--- Set exercise ---
Display each line of the items below that contains the string "satellite".

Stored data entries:
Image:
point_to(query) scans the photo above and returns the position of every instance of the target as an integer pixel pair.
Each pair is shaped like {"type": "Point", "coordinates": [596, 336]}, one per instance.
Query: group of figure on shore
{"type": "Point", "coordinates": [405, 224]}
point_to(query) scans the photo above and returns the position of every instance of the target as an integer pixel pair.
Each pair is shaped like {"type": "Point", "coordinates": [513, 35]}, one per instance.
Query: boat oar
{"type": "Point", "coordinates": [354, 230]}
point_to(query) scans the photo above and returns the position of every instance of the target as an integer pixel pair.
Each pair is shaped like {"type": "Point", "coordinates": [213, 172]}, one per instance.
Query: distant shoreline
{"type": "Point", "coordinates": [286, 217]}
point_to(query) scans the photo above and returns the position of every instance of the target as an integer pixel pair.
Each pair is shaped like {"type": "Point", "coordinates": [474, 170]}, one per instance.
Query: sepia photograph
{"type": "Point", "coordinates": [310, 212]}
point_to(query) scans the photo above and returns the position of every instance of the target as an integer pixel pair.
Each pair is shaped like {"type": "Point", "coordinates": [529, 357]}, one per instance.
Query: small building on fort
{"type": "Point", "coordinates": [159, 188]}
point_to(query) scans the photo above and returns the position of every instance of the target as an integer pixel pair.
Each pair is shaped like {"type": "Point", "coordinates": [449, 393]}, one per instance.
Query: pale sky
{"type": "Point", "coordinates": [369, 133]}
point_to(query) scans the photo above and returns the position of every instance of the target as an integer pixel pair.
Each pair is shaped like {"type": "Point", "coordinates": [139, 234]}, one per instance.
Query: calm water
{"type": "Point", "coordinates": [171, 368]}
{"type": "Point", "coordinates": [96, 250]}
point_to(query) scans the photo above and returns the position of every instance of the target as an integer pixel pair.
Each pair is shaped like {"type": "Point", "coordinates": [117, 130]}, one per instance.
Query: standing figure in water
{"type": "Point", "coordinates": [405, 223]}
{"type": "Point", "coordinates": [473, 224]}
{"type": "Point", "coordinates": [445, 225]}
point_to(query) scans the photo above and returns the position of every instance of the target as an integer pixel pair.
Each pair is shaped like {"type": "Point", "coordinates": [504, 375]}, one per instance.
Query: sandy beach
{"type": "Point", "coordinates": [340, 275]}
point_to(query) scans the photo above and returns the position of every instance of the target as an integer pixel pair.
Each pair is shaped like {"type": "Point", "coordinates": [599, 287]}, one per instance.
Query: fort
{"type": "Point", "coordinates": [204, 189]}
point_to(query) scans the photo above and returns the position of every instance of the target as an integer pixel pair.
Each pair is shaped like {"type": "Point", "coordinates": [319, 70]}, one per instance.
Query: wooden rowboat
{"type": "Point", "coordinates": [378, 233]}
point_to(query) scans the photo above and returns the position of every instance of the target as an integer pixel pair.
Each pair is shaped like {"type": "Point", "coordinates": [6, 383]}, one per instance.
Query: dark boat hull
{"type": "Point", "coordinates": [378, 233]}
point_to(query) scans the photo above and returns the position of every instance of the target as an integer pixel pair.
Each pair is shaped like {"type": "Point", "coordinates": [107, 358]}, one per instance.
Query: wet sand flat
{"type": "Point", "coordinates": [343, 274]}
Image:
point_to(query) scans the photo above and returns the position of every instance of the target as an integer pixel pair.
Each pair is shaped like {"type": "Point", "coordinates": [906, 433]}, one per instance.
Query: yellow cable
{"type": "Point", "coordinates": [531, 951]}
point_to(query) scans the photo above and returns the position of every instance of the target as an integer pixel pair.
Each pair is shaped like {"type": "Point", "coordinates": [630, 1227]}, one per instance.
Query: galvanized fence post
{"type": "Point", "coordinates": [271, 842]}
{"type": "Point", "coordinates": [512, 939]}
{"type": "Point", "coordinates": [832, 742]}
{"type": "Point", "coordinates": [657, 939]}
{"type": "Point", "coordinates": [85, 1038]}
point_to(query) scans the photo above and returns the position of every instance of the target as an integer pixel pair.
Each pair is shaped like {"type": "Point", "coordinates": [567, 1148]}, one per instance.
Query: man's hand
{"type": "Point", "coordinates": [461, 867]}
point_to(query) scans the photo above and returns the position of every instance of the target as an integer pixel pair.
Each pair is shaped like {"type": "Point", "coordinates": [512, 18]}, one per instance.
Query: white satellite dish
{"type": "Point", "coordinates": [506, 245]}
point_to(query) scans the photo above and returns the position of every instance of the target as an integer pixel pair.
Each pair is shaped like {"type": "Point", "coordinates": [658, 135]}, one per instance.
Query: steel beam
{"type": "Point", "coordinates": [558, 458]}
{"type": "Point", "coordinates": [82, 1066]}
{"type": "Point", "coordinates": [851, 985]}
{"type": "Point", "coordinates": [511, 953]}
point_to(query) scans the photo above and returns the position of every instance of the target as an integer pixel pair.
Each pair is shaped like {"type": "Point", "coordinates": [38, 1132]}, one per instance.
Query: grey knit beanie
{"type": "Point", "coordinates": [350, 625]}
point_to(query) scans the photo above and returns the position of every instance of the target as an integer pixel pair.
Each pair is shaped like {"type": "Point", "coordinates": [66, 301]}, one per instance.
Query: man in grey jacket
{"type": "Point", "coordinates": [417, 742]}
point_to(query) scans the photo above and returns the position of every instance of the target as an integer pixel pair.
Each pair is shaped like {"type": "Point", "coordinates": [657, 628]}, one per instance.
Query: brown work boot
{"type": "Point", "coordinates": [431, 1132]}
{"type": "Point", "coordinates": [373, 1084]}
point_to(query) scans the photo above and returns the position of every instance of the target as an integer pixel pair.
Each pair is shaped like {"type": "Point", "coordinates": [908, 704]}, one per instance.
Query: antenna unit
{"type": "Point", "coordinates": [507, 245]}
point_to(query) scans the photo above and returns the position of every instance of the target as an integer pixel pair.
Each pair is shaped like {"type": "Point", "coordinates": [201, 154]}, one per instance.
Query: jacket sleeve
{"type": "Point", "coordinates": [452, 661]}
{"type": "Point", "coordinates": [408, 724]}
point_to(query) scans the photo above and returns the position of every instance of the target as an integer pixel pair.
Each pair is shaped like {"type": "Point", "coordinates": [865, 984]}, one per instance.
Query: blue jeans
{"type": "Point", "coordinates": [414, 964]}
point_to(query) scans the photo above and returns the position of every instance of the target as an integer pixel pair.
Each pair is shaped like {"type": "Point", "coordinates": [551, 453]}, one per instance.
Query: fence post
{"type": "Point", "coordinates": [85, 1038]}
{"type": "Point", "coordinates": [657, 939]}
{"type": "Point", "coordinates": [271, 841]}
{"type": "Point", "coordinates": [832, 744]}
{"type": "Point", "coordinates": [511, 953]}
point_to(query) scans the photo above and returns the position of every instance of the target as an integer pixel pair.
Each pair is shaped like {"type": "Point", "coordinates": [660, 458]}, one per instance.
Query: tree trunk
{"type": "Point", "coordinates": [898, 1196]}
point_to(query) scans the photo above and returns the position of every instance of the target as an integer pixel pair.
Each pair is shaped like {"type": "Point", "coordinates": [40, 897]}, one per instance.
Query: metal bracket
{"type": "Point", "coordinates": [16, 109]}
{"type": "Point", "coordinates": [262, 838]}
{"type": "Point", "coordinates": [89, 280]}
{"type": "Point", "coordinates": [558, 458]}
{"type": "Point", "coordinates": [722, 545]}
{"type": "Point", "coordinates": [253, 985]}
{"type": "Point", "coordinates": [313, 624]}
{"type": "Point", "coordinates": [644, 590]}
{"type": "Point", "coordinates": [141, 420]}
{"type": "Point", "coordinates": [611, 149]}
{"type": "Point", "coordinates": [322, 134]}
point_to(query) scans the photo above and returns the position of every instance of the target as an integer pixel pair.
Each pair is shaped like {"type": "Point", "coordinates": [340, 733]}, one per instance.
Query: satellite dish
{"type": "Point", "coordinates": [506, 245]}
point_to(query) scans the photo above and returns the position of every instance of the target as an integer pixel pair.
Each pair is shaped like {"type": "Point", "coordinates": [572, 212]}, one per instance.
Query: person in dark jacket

--- Answer to this exercise ---
Query: white satellite dish
Query: satellite dish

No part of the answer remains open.